● **Texte de lecture**
________________________________________
La chambre va choisir entre cette combinaison qui sortirait nécessairement d’une crise ministérielle et le maintien du cabinet. Si la question est bien posée, comment des hommes qui ont vraiment à cœur la force et la dignité de notre gouvernement se prêteraient-ils à perpétuer un malaise qui compromet nos institutions et inquiète les bons citoyens ? Le scrutin s’ouvrira dans quelques jours ; que chacun y suive son inspiration et se dégage des liens de parti qui paralysent tant de bons sentimens. Les rangs ministériels contiennent des membres qui souhaitent une autre administration, qui veulent étendre la sphère de la majorité et calmer des ressentimens fâcheux. Pourquoi ne céderaient-ils pas à ces impressions et seraient-ils sourds à la voix de leur libre conscience ? Ils ne doivent pas se préoccuper des injures que dirige contre eux une polémique passionnée jusqu’à la maladresse ; les intrigans ne sont pas ceux qui servent leurs convictions et ont le courage de rompre avec leur parti quand il se trompe. Il en est qui prononcent ces séparations avec éclat et exposent leurs griefs au grand jour ; d’autres ne veulent point faire retentir leurs dissentimens dans le public, se refusent à attaquer des amis de la veille et se contentent d’apporter à l’heure du jugement leur muet suffrage : ce ne sont pas les moins honnêtes ni les moins fermes. Permis aux feuilles ministérielles d’attaquer les hommes qui se proposent de suivre cette ligne ; ces hommes sauront se contenter de la satisfaction d’un devoir accompli et de l’honneur d’une conduite loyale, simple et énergique.
________________________________________
Réécrivez sous forme de liste, s'il vous plaît, le paragraphe du texte de lecture qui commence par « La chambre va choisir », en conservant ses faits principaux.

(Entrées d'un jeu de données)
________________________________________
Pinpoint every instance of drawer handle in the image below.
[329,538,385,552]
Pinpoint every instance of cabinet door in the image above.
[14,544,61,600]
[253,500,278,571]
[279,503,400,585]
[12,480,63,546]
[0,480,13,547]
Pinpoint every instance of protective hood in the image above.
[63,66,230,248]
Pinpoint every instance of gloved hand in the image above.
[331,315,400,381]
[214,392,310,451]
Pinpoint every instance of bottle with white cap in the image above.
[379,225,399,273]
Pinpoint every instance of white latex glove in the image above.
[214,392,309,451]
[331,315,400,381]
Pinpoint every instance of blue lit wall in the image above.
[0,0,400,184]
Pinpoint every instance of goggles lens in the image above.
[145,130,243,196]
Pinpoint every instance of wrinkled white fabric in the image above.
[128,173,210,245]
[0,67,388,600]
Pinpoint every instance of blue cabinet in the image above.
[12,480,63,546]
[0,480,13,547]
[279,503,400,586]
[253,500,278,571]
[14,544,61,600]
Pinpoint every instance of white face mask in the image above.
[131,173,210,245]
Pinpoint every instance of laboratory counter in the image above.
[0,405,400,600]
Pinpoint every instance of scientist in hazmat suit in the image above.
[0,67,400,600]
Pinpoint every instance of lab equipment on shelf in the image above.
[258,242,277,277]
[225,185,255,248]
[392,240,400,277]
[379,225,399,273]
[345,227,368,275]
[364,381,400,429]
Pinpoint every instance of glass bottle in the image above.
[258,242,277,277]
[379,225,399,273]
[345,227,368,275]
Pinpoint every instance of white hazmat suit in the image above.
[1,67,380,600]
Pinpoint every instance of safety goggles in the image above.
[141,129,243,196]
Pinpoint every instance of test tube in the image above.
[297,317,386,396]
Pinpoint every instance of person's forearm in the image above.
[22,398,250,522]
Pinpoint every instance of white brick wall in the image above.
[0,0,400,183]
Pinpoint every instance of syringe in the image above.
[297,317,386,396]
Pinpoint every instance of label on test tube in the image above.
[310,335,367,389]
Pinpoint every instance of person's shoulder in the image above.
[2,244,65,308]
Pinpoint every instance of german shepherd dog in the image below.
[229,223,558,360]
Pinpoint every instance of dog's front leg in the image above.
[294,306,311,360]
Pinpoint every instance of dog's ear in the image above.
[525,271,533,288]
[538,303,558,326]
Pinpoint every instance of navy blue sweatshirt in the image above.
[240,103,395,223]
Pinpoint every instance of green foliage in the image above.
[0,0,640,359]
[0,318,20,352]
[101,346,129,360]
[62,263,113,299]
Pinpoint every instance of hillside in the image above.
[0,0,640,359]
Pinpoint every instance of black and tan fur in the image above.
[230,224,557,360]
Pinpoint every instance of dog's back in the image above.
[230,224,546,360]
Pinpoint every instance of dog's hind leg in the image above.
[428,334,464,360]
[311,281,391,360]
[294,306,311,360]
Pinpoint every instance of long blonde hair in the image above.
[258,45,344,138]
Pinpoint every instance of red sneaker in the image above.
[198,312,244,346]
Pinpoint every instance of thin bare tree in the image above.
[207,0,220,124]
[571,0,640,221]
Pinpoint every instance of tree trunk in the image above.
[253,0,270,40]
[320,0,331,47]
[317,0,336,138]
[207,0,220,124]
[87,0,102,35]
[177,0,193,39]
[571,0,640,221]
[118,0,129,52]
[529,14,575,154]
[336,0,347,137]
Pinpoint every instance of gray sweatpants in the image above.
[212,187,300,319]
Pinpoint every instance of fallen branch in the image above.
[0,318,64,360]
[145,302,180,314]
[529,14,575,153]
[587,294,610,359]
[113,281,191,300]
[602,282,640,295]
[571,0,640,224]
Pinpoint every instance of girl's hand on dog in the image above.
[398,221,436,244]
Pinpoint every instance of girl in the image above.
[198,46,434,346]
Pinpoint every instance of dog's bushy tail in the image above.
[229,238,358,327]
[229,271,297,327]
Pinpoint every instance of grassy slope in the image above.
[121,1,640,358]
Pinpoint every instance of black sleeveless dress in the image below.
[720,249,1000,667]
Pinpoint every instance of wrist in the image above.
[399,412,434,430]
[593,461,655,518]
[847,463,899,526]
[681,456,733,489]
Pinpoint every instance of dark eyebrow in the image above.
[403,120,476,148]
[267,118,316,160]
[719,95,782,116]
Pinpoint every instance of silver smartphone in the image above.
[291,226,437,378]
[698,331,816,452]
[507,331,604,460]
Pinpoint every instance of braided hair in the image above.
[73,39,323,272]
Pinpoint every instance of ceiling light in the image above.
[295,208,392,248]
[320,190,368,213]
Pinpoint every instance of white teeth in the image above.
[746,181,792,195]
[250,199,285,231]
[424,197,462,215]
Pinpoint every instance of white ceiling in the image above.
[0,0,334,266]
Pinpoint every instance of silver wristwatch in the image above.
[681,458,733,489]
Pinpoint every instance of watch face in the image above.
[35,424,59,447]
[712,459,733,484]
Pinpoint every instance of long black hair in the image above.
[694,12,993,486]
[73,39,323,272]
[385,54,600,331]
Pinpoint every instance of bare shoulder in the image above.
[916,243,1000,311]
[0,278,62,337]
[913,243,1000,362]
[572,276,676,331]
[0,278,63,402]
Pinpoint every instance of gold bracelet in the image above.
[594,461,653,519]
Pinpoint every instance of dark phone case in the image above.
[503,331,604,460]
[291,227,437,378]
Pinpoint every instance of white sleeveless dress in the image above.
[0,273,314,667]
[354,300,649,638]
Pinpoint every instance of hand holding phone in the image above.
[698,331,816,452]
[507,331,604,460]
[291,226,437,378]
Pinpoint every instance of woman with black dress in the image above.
________________________________________
● **Réponse complète**
- La chambre doit choisir entre une combinaison qui naîtrait forcément d'une crise ministérielle et le maintien du cabinet.
- Perpétuer le malaise actuel compromettrait les institutions et inquiète les bons citoyens.
- Le scrutin s'ouvrira dans quelques jours. Chacun devrait y suivre son inspiration et se dégager des liens de parti.
- Dans les rangs ministériels, certains membres souhaitent une autre administration. Ils veulent aussi élargir la majorité et apaiser des ressentiments.
- Ces membres ne doivent pas se soucier des injures d'une polémique passionnée. Ceux qui rompent avec leur parti quand il se trompe ne sont pas des intrigants.
- Certains annoncent leur séparation avec éclat et exposent publiquement leurs griefs.
- D'autres refusent d'attaquer leurs amis de la veille et se contentent d'un vote muet. Ils ne sont ni moins honnêtes ni moins fermes.
- Les feuilles ministérielles peuvent attaquer ces hommes. Ceux-ci se contenteront du devoir accompli et de l'honneur d'une conduite loyale, simple et énergique.